• Excerpted passage:
>> begin

Most of the time, they’re harmless. Innocuous, really. They tumble along, minding their own business, not hurting anybody. But every once in a while–BOOM!
“They” are asteroids, and when they go boom, it’s because they’ve run into something. When that something is Earth…well, you’ve got trouble with a capital T, and that rhymes with E, and that stands for “extinction.” Probably, 65 million years ago, of the dinosaurs; possibly, next time, of us.
Asteroids are rocky and/or metallic objects that orbit the Sun, just like the Earth does, but are too small to be considered planets. They’re also known as “minor planets.” They can be as small as a pebble or as large as Ceres, which has a diameter of 1000 kilometres. (There are actually quite a few very large ones; we’ve found 16 with a diameter of 240 kilometres are greater.)
The majority of the asteroids in the Solar System orbit in the main asteroid belt, between the orbits of Mars and Jupiter, but they’ve been found from inside Earth’s orbit to outside Saturn. Worse, many of them have highly eccentric orbits that cause them to cross Earth’s orbit from time to time. Occasionally, an earth-crossing asteroid and Earth happen to be in the same place at the same time–and then, BOOM!

>> end

• Aim: Please continue the asteroid passage, picking up after its final sentence. The data has no connection to the asteroid passage.

• Dataset excerpts:
>> begin

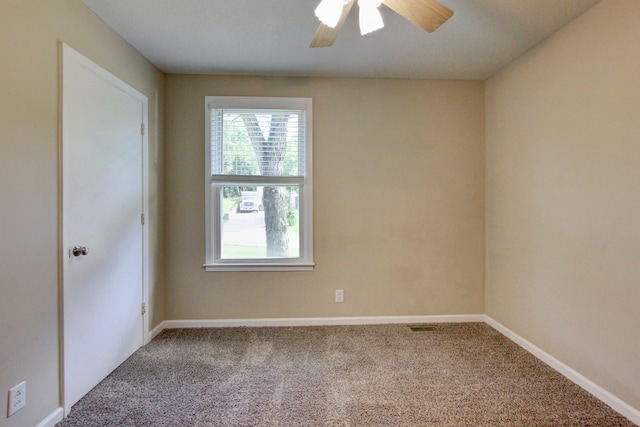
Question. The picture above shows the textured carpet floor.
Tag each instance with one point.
(382, 375)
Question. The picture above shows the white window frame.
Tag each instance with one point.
(213, 208)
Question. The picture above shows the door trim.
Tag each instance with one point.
(67, 53)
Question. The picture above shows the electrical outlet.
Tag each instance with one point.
(17, 398)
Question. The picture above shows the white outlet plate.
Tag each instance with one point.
(17, 398)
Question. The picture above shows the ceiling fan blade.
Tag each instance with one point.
(325, 36)
(426, 14)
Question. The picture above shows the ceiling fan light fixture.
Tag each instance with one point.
(329, 11)
(370, 17)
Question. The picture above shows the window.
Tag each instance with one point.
(259, 191)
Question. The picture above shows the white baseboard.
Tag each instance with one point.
(314, 321)
(605, 396)
(52, 419)
(155, 331)
(614, 402)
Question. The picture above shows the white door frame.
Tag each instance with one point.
(66, 54)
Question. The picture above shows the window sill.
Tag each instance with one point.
(258, 267)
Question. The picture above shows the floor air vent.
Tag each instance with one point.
(423, 328)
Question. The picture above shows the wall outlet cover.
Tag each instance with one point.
(17, 398)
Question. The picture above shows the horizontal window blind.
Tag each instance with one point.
(257, 142)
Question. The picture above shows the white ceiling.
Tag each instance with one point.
(271, 37)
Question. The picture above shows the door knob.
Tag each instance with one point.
(79, 250)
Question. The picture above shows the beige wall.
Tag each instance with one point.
(563, 211)
(399, 201)
(30, 31)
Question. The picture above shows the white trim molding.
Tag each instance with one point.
(605, 396)
(315, 321)
(600, 393)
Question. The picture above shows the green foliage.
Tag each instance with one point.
(292, 216)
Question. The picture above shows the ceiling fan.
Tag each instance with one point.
(426, 14)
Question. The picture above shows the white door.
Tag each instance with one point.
(102, 175)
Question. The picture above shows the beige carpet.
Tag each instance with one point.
(383, 375)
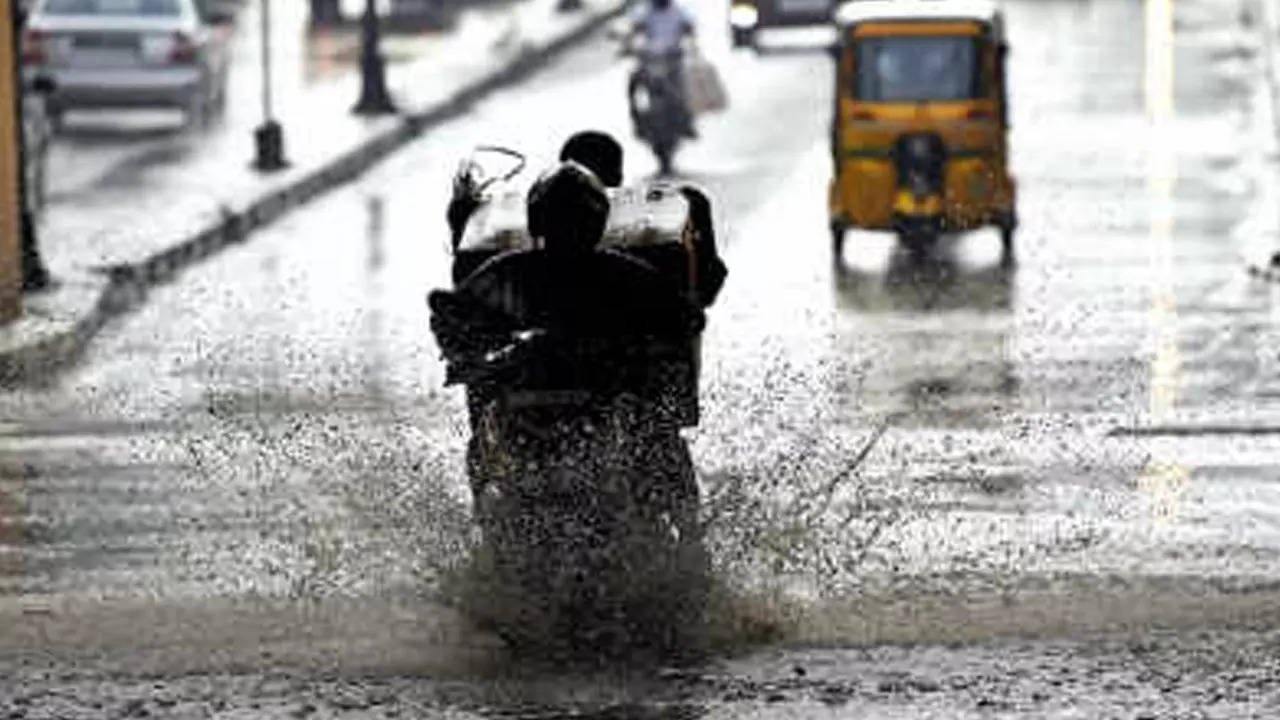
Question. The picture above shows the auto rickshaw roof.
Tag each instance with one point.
(915, 10)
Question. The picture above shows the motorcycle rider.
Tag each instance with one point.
(662, 26)
(598, 151)
(567, 283)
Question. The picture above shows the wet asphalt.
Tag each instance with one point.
(932, 488)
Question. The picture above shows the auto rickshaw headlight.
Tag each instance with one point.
(744, 16)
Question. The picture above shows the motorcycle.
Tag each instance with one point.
(657, 105)
(583, 487)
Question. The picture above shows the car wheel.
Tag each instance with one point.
(197, 109)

>> end

• Response to the exercise:
How did asteroids end up littering the Solar System in the first place? A popular theory at one time was that the asteroid belt was the remnants of a planet that was somehow shattered. (1930s and ’40s science fiction had great fun with this theme, with intrepid space explorers sometimes discovering the remnants of a great civilization among the fragments.) However, it’s generally thought now that asteroids are simply material that, during the formation of the Solar System, never coalesced into a planet. There’s just not enough of it: if the estimated total mass of all the asteroids was gathered into a single object, that object would be less than 1500 kilometres across–less than half the diameter of the Moon.
Most of what we know about asteroids comes from the ones that have hit the Earth–small ones, fortunately. An asteroid on a collision course with Earth is known as a meteoroid, or, more popularly, a meteor. Most meteors are very small and burn up in the atmosphere, but a few survive their fiery descent to impact the Earth. Meteors that survive are called meteorites.
Of all the meteorites examined, 92.8 are composed of pretty ordinary stone, 5.7 percent are composed of iron and nickel, and the rest are a mixture of the stone, iron and nickel. Presumably, this holds true for asteroids in general.
Small meteors and meteorites cause a spectacular streak of light through the atmosphere and occasionally minor damage on the ground. But what happens when a large meteorite hits the ground?
Well, as you’d expect, the results become more and more spectacular as the meteor increases in size. According to one recent study, an asteroid with a diameter smaller than about 650 metres, would cause blast damage, earthquakes and fires over an area between 1000 and 10,000 square kilometers–not too different from other natural disasters we face from time to time. (That’s assuming it hit on land. If it hit the ocean–which is much more likely, since there’s more water than land on Earth–the resulting tsunami could cause flooding up to a kilometer inland on all coastlines bordering the ocean where it hit.)
An asteroid 1.5 kilometers in diameter would cause damage unprecedented in all of human history, affecting the climate by injecting water vapor and dust into the atmosphere, and possibly severely damaging the ozone layer that protects the Earth from ultraviolet radiation (because the impact creates a vast plume of nitrogen oxide).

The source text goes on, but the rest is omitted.